─── DATASET EXTRACT

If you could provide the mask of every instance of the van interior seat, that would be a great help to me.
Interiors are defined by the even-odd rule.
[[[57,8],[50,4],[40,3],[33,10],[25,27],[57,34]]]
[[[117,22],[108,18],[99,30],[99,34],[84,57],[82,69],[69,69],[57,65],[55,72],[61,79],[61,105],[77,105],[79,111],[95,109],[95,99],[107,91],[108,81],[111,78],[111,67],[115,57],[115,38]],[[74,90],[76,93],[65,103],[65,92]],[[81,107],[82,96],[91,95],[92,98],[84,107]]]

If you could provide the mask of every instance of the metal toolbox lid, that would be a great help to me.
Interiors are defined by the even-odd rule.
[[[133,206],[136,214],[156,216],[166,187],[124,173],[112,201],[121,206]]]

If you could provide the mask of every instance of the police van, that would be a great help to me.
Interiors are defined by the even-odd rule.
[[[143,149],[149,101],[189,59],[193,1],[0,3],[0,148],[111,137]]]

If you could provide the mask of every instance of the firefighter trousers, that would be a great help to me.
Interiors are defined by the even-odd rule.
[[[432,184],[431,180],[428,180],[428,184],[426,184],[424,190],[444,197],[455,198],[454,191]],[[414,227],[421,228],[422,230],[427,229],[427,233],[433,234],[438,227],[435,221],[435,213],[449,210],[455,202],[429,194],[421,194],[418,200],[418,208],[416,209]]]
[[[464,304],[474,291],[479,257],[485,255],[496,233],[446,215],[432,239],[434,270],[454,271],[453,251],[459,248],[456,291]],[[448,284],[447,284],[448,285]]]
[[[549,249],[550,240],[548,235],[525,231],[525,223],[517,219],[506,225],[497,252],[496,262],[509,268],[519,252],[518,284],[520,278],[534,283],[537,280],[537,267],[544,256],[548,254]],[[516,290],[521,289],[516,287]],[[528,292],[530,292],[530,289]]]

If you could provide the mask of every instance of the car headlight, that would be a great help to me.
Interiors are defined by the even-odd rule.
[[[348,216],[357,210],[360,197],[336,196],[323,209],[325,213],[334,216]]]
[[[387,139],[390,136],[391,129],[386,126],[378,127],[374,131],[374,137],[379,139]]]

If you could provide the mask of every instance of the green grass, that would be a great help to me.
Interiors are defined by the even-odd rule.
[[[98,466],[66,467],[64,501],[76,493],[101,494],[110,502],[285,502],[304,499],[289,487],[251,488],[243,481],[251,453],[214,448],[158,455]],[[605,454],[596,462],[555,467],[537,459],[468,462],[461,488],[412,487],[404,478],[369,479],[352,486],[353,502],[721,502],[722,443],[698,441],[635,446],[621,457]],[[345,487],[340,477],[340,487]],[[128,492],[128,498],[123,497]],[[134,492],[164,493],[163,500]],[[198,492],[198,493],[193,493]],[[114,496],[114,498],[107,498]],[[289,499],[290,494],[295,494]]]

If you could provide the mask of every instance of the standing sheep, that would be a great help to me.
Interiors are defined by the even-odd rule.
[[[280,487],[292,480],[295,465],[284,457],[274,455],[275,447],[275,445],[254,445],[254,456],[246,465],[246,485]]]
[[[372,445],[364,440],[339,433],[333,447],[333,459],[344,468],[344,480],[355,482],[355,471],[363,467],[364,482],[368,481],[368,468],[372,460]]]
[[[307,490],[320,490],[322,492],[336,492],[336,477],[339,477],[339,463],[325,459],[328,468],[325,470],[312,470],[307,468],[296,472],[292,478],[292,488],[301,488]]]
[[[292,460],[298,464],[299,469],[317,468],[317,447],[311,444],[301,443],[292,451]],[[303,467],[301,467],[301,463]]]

──────

_TASK_.
Take the entries and copy them out exactly.

_RESPONSE TO THIS TASK_.
If you could provide the mask of every instance of the van interior seat, that would be a great help to me.
Interiors are defined by the even-odd rule.
[[[57,8],[50,4],[40,3],[33,10],[25,27],[57,34]]]
[[[117,22],[108,18],[99,30],[99,34],[84,57],[82,69],[69,69],[57,65],[55,72],[61,79],[61,105],[77,105],[79,111],[95,109],[95,99],[107,91],[108,81],[111,78],[111,67],[115,57],[115,38]],[[74,90],[76,93],[65,103],[65,92]],[[81,107],[82,96],[91,95],[92,98],[84,107]]]

If you could provide the mask of every instance of the metal toolbox lid, that would be a great help to me.
Interiors are defined by the even-odd rule.
[[[133,206],[136,214],[156,216],[166,187],[124,173],[112,201],[121,206]]]

If you could provide the mask of every instance of the police van, that would be a great help to me.
Interiors are defined by the even-odd rule.
[[[143,149],[149,101],[189,59],[193,1],[0,3],[0,148],[111,137]]]

If you could provide the mask of every instance of the firefighter trousers, that would be a great help to me.
Interiors are defined by the even-odd rule.
[[[432,184],[431,180],[428,180],[428,184],[426,184],[424,190],[444,197],[455,198],[454,191]],[[414,227],[421,228],[422,230],[427,229],[427,233],[433,234],[438,227],[435,221],[435,213],[449,210],[455,202],[429,194],[421,194],[418,200],[418,208],[416,209]]]
[[[464,304],[474,291],[479,257],[485,255],[496,233],[446,215],[432,239],[434,270],[454,271],[453,251],[459,248],[456,291]],[[448,284],[447,284],[448,285]]]
[[[549,249],[550,240],[548,235],[525,231],[525,223],[517,219],[506,225],[497,252],[496,262],[509,268],[519,252],[518,284],[520,278],[534,283],[537,280],[537,267],[544,256],[548,254]],[[516,290],[521,289],[516,287]],[[528,292],[530,292],[530,289]]]

If you could provide the mask of every instance of the car headlight, that would be a great help to me.
Interiors are defined by the even-odd rule.
[[[348,216],[357,210],[360,197],[336,196],[323,209],[325,213],[334,216]]]
[[[387,139],[390,136],[391,129],[386,126],[378,127],[374,131],[374,137],[379,139]]]

If you could provide the mask of every instance of the green grass, that would be a great help to me.
Interiors are defined by the even-odd rule.
[[[98,466],[66,467],[64,501],[76,493],[101,494],[110,502],[285,502],[304,499],[289,487],[251,488],[243,481],[251,453],[214,448],[158,455]],[[605,454],[596,462],[555,467],[537,459],[468,462],[461,488],[412,487],[404,478],[369,479],[352,486],[353,502],[721,502],[722,443],[698,441],[635,446],[621,457]],[[345,487],[340,477],[340,487]],[[128,492],[128,498],[123,497]],[[134,492],[164,493],[163,500]],[[198,492],[198,493],[193,493]],[[114,496],[114,498],[107,498]],[[289,499],[290,494],[295,494]]]

If you could provide the mask of every instance of the standing sheep, that would be a great help to me.
Interiors are defined by the even-odd rule.
[[[280,487],[292,480],[295,465],[284,457],[274,455],[275,447],[275,445],[254,445],[254,456],[246,465],[246,485]]]
[[[372,445],[364,440],[339,433],[333,447],[333,459],[344,468],[344,480],[355,482],[355,471],[363,467],[364,482],[368,481],[368,468],[372,460]]]
[[[307,490],[320,490],[322,492],[336,492],[336,477],[339,477],[339,463],[325,459],[328,468],[325,470],[312,470],[307,468],[296,472],[292,478],[292,488],[301,488]]]
[[[292,460],[298,464],[299,469],[317,468],[317,447],[311,444],[301,443],[292,451]],[[303,467],[301,467],[301,463]]]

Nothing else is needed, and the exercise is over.